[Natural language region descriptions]
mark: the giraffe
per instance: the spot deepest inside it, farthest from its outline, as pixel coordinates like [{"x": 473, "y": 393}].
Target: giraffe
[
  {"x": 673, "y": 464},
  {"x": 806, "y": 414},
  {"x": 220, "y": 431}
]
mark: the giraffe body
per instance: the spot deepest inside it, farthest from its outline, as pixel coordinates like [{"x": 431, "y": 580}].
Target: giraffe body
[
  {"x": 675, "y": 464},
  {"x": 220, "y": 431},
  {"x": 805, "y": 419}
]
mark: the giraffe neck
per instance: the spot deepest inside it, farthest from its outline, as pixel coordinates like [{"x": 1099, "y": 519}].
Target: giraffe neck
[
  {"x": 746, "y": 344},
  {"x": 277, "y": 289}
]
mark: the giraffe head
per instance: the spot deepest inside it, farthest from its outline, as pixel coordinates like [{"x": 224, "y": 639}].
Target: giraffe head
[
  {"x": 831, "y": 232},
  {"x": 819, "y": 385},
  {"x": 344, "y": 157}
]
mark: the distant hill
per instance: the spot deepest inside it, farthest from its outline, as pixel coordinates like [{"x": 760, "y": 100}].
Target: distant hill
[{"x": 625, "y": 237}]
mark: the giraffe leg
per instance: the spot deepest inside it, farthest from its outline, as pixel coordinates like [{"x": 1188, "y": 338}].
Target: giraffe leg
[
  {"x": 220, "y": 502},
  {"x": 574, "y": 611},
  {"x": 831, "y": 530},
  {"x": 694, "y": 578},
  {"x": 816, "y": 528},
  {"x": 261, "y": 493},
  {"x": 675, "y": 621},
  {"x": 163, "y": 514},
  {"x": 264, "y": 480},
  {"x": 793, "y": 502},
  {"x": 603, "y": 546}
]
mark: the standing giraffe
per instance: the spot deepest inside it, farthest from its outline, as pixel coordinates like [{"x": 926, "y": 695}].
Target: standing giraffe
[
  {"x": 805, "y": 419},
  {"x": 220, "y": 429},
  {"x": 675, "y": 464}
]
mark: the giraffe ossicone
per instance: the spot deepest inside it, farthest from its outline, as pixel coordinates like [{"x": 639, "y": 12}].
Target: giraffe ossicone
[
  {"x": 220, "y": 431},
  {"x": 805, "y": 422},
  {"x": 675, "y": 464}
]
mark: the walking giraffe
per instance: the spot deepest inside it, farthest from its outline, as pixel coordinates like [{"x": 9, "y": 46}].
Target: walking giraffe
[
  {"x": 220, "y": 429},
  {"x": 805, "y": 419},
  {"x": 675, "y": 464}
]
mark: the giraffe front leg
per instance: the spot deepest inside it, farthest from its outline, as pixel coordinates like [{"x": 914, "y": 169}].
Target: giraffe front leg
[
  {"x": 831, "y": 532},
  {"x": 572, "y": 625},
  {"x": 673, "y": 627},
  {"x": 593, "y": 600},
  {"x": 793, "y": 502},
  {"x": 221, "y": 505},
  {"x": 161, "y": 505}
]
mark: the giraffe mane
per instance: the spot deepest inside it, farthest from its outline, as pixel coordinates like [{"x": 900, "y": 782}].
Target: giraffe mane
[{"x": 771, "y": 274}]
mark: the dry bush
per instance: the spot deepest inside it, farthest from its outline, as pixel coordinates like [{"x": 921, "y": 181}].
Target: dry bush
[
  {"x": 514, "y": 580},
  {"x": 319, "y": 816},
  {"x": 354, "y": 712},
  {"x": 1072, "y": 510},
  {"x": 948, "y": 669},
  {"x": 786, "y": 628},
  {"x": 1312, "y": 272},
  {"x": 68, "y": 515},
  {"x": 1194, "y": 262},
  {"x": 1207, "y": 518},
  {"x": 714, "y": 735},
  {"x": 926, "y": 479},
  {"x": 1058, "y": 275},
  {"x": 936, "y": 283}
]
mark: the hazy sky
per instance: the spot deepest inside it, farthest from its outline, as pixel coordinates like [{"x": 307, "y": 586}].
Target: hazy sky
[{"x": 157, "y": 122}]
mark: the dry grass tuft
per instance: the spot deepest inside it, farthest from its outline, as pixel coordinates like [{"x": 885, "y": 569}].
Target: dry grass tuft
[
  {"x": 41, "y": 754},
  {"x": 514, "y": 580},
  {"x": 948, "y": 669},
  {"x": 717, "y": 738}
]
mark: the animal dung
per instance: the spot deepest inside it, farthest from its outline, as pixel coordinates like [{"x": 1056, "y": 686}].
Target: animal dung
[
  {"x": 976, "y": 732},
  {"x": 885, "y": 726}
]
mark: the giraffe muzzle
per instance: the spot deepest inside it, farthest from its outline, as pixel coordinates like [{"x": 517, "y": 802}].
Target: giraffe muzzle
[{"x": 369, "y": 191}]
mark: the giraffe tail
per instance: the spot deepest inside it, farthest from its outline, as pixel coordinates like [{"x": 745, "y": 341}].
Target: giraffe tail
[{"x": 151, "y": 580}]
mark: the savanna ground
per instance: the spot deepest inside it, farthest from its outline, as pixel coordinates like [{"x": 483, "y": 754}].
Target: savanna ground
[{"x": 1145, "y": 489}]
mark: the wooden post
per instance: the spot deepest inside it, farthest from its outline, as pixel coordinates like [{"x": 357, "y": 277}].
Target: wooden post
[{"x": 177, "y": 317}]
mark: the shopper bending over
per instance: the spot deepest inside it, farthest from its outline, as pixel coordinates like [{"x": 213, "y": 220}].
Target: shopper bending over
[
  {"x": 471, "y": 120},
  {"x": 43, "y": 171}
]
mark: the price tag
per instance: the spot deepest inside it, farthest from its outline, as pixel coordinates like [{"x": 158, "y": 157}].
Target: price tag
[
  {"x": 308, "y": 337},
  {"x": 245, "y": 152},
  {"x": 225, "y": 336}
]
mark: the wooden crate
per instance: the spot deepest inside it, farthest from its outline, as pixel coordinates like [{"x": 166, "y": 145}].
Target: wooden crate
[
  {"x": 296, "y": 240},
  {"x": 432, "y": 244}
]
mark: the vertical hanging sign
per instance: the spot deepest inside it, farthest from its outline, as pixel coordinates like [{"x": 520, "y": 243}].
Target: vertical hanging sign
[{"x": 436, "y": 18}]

** Task requirements **
After reading the data above, print it all again exactly.

** Task solution **
mark: the giraffe
per instance: the spot deepest inside it, farthest from its outline, as pixel coordinates like [{"x": 473, "y": 393}].
Target: giraffe
[
  {"x": 673, "y": 464},
  {"x": 806, "y": 414},
  {"x": 220, "y": 431}
]
mark: the giraffe body
per instance: the spot deepest inside it, farthest from its outline, as pixel coordinates like [{"x": 431, "y": 580}].
Target: giraffe body
[
  {"x": 675, "y": 464},
  {"x": 220, "y": 431},
  {"x": 805, "y": 419}
]
mark: the giraffe neck
per instance: the spot deepest inside it, farthest from its outline, as pixel coordinates like [{"x": 1099, "y": 519}].
Target: giraffe neck
[
  {"x": 746, "y": 344},
  {"x": 277, "y": 289}
]
mark: the giraffe head
per instance: the spot deepest inside it, farthest from its outline, as pixel coordinates like [{"x": 224, "y": 639}].
Target: giraffe head
[
  {"x": 831, "y": 232},
  {"x": 819, "y": 385},
  {"x": 344, "y": 157}
]
mark: the distant hill
per instance: the spot deepest inside it, farthest from its outline, as pixel coordinates like [{"x": 760, "y": 100}].
Target: distant hill
[{"x": 625, "y": 237}]
mark: the giraffe leg
per instance: the spot deepest inside it, farthest from its outline, as pixel coordinates like [{"x": 1188, "y": 338}].
Target: giraffe leg
[
  {"x": 220, "y": 502},
  {"x": 574, "y": 611},
  {"x": 831, "y": 530},
  {"x": 694, "y": 578},
  {"x": 816, "y": 528},
  {"x": 261, "y": 493},
  {"x": 675, "y": 621},
  {"x": 163, "y": 514},
  {"x": 264, "y": 480},
  {"x": 793, "y": 502},
  {"x": 603, "y": 546}
]
mark: the standing giraffe
per instance: the spot deepest inside it, farthest from its outline, as pixel coordinates like [{"x": 926, "y": 695}].
Target: standing giraffe
[
  {"x": 805, "y": 419},
  {"x": 220, "y": 429},
  {"x": 675, "y": 464}
]
mark: the giraffe ossicone
per instance: the spot deepest inside it, farthest from its outline, as pixel coordinates like [{"x": 639, "y": 12}].
Target: giraffe ossicone
[
  {"x": 220, "y": 431},
  {"x": 805, "y": 422},
  {"x": 675, "y": 464}
]
mark: the walking giraffe
per instance: the spot deepest inside it, farthest from its outline, as pixel coordinates like [{"x": 9, "y": 46}].
Target: walking giraffe
[
  {"x": 220, "y": 429},
  {"x": 805, "y": 419},
  {"x": 675, "y": 464}
]
mark: the giraffe front leg
per instance: the spot deepest inside it, farthest from its outline, as pixel coordinates like [{"x": 914, "y": 169}].
Target: giraffe front leg
[
  {"x": 831, "y": 532},
  {"x": 572, "y": 625},
  {"x": 673, "y": 627},
  {"x": 593, "y": 600},
  {"x": 793, "y": 502},
  {"x": 221, "y": 505},
  {"x": 161, "y": 505}
]
mark: the giraffe mane
per instance: the spot deepest inside it, farthest from its outline, as pixel coordinates like [{"x": 900, "y": 782}].
Target: giraffe mane
[{"x": 771, "y": 274}]
mark: the dry bush
per instance: the spot deepest inside it, farthest from its outline, as pixel coordinates like [{"x": 921, "y": 181}].
Target: dry bush
[
  {"x": 514, "y": 580},
  {"x": 319, "y": 816},
  {"x": 354, "y": 712},
  {"x": 1072, "y": 510},
  {"x": 948, "y": 669},
  {"x": 786, "y": 628},
  {"x": 1312, "y": 272},
  {"x": 68, "y": 515},
  {"x": 1194, "y": 262},
  {"x": 1207, "y": 518},
  {"x": 714, "y": 735},
  {"x": 926, "y": 479},
  {"x": 1058, "y": 275},
  {"x": 936, "y": 283}
]
mark: the hazy sky
per instance: the spot deepest inside it, farthest from its outline, as pixel coordinates like [{"x": 307, "y": 586}].
Target: hazy sky
[{"x": 157, "y": 122}]
mark: the dry grass tuft
per instance: the spot deepest inside it, farthest from its outline, as pixel coordinates like [{"x": 885, "y": 569}].
Target: dry grass tuft
[
  {"x": 41, "y": 754},
  {"x": 514, "y": 580},
  {"x": 948, "y": 669},
  {"x": 717, "y": 738}
]
mark: the animal dung
per instance: the spot deepest inside it, farthest from its outline, as pixel coordinates like [{"x": 1056, "y": 686}].
Target: animal dung
[
  {"x": 976, "y": 732},
  {"x": 885, "y": 726}
]
mark: the giraffe muzzle
per instance: the spot deepest inside it, farthest from its outline, as pixel coordinates like [{"x": 517, "y": 802}].
Target: giraffe muzzle
[{"x": 369, "y": 191}]
mark: the giraffe tail
per instance: the spot deepest inside it, farthest from its outline, as pixel coordinates like [{"x": 745, "y": 341}].
Target: giraffe tail
[{"x": 151, "y": 580}]
mark: the savanna ground
per instance: the spot deepest inside it, farthest from its outline, as pixel coordinates like [{"x": 483, "y": 754}].
Target: savanna ground
[{"x": 1145, "y": 489}]
mark: the wooden post
per instance: the spot deepest inside it, farthest from its outline, as pixel coordinates like [{"x": 357, "y": 277}].
Target: wooden post
[{"x": 177, "y": 317}]
mark: the shopper bending over
per instance: the spot deepest inside it, farthest from its outline, as pixel coordinates like [{"x": 213, "y": 220}].
Target: shopper bending over
[
  {"x": 471, "y": 120},
  {"x": 43, "y": 171}
]
mark: the price tag
per instance: the spot deepest inside it, farthest from its outline, as pixel coordinates like [{"x": 158, "y": 157}].
Target: price tag
[
  {"x": 308, "y": 337},
  {"x": 245, "y": 152},
  {"x": 225, "y": 336}
]
mark: the wooden crate
per instance: the spot deepest inside it, farthest from its outline, as pixel coordinates like [{"x": 166, "y": 145}].
Target: wooden crate
[
  {"x": 296, "y": 240},
  {"x": 432, "y": 244}
]
mark: the vertical hanging sign
per instance: the spot deepest inside it, farthest from its outline, as pixel coordinates like [{"x": 520, "y": 243}].
Target: vertical hanging sign
[{"x": 436, "y": 18}]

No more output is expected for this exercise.